◆ Task brief
Output, with no changes, the span of lines that opens with the line containing "on the gabled" and closes with the last line.

◆ Data

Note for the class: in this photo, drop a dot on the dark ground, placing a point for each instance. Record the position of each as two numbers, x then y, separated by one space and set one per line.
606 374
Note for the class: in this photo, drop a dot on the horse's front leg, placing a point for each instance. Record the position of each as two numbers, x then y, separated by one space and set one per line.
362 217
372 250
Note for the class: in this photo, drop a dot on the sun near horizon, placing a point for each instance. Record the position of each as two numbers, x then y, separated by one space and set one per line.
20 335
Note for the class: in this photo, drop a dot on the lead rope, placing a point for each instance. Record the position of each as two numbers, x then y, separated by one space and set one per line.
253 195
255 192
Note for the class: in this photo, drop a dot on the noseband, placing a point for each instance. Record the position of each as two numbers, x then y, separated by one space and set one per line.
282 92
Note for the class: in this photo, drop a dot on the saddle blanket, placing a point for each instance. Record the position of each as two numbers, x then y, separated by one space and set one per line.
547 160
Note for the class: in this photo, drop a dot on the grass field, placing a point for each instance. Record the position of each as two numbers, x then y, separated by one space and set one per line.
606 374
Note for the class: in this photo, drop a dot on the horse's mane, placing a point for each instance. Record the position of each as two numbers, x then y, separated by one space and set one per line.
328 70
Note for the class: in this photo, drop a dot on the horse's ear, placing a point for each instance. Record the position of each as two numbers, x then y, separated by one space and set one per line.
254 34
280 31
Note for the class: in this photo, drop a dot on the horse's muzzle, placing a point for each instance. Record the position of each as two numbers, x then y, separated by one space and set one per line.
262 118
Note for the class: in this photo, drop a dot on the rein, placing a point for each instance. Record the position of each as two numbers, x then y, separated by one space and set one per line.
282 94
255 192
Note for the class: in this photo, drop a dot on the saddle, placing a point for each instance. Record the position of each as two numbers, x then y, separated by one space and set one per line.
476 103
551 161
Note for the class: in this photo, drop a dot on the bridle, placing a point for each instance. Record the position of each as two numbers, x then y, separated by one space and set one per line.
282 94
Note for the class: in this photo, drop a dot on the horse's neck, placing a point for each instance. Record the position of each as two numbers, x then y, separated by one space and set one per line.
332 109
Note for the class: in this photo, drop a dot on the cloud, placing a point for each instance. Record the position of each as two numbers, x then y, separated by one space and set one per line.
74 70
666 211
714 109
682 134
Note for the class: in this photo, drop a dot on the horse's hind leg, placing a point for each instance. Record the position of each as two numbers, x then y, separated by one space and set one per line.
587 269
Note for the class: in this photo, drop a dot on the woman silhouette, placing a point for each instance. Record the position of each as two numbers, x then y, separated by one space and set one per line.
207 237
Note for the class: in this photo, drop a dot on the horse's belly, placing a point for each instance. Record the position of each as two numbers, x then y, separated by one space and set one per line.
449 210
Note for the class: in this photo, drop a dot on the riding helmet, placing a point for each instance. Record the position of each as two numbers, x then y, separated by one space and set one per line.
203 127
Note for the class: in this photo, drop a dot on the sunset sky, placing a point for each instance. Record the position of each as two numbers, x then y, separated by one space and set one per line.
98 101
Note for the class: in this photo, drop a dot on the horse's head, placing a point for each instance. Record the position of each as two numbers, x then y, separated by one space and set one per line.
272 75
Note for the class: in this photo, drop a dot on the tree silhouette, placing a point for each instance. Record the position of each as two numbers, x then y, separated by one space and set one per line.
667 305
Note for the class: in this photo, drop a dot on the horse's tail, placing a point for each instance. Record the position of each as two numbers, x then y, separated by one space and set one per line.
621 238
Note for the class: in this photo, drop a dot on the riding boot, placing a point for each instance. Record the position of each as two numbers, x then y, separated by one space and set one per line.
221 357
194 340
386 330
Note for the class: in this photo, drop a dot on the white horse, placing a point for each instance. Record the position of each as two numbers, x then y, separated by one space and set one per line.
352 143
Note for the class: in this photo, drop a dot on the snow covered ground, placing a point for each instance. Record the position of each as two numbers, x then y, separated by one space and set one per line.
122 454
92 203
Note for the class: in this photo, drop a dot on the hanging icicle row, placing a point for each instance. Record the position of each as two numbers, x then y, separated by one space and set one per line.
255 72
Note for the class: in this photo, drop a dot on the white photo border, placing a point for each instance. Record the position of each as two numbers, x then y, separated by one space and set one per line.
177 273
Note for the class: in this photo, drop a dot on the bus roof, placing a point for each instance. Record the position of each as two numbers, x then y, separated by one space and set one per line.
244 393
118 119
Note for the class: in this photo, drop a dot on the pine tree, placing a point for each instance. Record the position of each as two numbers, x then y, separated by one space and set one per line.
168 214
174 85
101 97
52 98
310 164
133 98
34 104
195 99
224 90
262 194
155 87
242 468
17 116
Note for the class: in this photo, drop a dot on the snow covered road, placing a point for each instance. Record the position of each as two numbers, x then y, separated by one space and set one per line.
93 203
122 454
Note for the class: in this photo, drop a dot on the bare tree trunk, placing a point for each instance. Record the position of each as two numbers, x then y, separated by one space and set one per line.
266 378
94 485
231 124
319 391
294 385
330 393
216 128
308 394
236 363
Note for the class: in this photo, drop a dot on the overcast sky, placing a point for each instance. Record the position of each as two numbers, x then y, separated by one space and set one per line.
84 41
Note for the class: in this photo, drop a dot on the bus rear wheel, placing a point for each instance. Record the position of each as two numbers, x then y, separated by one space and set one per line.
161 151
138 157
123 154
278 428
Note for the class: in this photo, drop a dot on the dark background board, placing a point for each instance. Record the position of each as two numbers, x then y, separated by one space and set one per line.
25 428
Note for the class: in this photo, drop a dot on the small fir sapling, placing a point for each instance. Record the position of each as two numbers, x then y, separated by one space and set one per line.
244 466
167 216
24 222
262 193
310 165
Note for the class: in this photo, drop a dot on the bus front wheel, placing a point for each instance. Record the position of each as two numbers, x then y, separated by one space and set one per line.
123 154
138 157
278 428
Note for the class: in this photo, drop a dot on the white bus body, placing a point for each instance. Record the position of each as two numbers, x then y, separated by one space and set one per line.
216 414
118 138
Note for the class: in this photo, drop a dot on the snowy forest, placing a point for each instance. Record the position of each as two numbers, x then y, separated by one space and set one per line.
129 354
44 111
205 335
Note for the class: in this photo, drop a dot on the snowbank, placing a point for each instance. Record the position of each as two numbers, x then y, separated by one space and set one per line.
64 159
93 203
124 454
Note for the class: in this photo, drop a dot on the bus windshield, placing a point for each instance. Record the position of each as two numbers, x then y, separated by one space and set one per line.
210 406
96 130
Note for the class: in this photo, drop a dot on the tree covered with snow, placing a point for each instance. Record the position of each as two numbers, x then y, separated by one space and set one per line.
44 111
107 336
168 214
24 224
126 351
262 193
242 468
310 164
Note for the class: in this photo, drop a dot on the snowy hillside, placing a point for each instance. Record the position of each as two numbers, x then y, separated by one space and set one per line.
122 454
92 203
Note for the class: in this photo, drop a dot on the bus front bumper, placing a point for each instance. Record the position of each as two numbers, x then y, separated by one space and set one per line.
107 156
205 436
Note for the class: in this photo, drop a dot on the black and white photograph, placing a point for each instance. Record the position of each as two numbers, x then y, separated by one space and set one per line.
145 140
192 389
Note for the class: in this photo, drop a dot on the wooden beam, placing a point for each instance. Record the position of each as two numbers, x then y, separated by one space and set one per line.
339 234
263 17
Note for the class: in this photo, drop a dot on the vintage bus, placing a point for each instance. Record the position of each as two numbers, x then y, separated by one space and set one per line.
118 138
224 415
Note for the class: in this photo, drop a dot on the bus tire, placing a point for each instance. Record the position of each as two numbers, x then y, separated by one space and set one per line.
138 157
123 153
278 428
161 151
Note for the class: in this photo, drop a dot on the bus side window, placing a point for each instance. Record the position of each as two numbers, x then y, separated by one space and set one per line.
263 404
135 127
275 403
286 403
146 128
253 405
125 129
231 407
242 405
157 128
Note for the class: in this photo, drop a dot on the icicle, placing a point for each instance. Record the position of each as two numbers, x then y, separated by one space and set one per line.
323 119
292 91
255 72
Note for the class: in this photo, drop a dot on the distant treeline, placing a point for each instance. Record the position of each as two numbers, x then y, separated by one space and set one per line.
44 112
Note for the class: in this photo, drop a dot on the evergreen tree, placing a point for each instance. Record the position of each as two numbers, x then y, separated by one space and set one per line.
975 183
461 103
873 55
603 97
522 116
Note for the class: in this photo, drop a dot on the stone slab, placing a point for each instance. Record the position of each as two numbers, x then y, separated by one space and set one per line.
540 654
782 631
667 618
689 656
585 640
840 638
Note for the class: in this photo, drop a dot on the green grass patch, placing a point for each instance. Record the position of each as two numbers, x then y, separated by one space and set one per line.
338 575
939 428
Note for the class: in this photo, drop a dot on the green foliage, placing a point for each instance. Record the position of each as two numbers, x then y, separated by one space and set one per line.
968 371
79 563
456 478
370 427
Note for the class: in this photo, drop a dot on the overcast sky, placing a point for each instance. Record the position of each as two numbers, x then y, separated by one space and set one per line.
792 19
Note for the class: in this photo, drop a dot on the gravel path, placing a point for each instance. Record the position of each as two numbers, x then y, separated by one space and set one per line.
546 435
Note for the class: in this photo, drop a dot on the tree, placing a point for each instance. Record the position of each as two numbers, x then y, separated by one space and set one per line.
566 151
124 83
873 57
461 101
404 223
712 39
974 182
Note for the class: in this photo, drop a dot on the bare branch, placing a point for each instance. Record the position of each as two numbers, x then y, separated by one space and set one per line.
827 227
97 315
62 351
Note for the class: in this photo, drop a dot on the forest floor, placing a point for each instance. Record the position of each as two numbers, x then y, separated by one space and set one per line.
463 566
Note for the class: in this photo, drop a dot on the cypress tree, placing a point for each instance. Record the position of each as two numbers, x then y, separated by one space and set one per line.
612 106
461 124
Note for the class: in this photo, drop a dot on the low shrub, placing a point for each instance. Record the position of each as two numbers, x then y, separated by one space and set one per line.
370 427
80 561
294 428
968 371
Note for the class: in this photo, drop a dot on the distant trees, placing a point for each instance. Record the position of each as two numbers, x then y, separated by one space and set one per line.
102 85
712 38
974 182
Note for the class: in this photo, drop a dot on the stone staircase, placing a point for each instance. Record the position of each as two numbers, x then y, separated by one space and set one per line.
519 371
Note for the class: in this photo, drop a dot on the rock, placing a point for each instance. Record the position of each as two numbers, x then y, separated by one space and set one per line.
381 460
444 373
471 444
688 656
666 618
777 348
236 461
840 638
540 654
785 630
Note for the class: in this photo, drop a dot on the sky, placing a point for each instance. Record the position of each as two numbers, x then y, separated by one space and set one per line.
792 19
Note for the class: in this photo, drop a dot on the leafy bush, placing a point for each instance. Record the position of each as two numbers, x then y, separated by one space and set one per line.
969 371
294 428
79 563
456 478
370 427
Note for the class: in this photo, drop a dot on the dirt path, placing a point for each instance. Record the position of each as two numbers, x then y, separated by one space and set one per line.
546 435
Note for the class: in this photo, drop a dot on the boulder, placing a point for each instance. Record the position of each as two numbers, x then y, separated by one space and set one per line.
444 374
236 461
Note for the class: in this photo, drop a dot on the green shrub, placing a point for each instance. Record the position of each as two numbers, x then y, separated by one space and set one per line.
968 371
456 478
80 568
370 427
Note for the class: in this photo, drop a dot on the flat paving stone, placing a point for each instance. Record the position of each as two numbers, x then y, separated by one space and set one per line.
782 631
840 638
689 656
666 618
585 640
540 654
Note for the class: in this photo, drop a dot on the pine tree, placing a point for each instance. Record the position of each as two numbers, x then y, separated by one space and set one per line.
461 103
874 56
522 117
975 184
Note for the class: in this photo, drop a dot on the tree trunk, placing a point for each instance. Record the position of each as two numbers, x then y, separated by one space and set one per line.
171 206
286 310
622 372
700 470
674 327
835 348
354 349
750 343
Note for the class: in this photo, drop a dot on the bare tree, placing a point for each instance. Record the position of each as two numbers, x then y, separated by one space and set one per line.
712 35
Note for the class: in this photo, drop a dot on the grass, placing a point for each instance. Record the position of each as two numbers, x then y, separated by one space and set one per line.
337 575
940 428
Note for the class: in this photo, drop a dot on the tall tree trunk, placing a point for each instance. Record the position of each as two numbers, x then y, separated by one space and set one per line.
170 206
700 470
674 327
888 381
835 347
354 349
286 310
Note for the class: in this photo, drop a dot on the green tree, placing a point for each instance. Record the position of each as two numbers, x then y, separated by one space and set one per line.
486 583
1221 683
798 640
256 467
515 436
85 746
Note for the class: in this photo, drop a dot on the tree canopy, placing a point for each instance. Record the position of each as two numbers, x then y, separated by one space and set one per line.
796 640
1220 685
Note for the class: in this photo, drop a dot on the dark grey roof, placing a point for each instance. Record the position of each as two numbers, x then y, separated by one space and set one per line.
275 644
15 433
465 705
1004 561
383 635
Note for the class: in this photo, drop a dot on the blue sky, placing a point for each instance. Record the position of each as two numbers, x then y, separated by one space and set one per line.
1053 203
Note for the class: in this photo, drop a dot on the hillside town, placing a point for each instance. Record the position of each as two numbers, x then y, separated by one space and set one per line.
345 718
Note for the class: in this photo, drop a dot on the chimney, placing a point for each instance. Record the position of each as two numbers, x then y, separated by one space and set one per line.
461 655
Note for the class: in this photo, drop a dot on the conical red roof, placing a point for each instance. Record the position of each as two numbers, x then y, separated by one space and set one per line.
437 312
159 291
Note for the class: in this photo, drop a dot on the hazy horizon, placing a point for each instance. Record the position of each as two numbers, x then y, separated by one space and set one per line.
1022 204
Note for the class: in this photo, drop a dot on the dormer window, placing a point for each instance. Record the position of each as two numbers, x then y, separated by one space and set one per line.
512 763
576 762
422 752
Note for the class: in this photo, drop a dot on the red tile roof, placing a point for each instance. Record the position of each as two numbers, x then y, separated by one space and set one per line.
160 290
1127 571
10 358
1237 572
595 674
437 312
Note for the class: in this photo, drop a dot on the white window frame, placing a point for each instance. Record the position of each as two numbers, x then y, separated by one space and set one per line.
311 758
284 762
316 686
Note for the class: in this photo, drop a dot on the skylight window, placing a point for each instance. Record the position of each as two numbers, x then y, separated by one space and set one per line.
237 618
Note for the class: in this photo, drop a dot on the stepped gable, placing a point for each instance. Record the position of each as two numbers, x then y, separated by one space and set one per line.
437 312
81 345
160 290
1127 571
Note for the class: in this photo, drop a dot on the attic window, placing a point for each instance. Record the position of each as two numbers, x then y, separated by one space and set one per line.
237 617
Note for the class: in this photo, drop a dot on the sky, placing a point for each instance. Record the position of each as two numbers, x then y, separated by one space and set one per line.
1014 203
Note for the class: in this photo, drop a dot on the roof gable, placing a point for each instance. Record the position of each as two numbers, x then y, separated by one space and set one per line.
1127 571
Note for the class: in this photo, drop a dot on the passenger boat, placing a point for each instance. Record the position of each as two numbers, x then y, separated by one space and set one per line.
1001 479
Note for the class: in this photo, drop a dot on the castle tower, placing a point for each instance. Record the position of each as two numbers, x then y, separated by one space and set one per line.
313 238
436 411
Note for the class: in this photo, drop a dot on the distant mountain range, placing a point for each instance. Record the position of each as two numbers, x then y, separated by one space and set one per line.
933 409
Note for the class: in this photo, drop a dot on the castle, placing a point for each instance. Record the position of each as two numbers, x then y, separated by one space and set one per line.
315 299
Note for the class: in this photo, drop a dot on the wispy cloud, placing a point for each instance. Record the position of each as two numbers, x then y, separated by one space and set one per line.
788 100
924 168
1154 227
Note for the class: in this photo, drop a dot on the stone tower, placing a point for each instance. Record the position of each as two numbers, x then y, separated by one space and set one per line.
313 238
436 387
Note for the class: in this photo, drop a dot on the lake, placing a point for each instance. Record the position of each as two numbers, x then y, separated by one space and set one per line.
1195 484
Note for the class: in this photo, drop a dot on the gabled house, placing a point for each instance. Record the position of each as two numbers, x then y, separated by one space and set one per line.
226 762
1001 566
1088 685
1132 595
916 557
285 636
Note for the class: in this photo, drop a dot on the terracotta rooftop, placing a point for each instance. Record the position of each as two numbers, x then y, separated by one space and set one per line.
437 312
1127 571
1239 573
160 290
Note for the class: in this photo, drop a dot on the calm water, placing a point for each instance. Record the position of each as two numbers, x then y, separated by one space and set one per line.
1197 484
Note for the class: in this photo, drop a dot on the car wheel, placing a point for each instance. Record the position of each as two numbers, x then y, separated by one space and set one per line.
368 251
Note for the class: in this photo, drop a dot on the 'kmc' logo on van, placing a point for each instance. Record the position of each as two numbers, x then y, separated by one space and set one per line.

◆ Exercise response
Note for the class: in this photo, drop a dot on the gabled house, placing a point for each instance. Record the position of each as two numbers, x then y, separated by one space and set one per line.
226 762
1001 566
1088 685
1132 595
916 557
285 636
Note for the class: in this photo, drop a dot on the terracotta rooftop, placing a point for each instance. Record the position of each as two numbers, x then y, separated by one space and set one per line.
437 312
1127 571
1239 573
160 290
Note for the class: in this photo, drop a dot on the calm water, placing a point for each instance. Record the position of each as two numbers, x then y, separated by one space and set one per line.
1197 484
Note for the class: in this photo, drop a dot on the car wheel, placing a point for each instance. Record the position of each as two numbers, x then y, separated by one space and set one per line.
368 251
Note for the class: in this photo, drop a dot on the 'kmc' logo on van, placing a point for each instance. Record the position of each as two numbers, x then y, separated by one space and set one per line.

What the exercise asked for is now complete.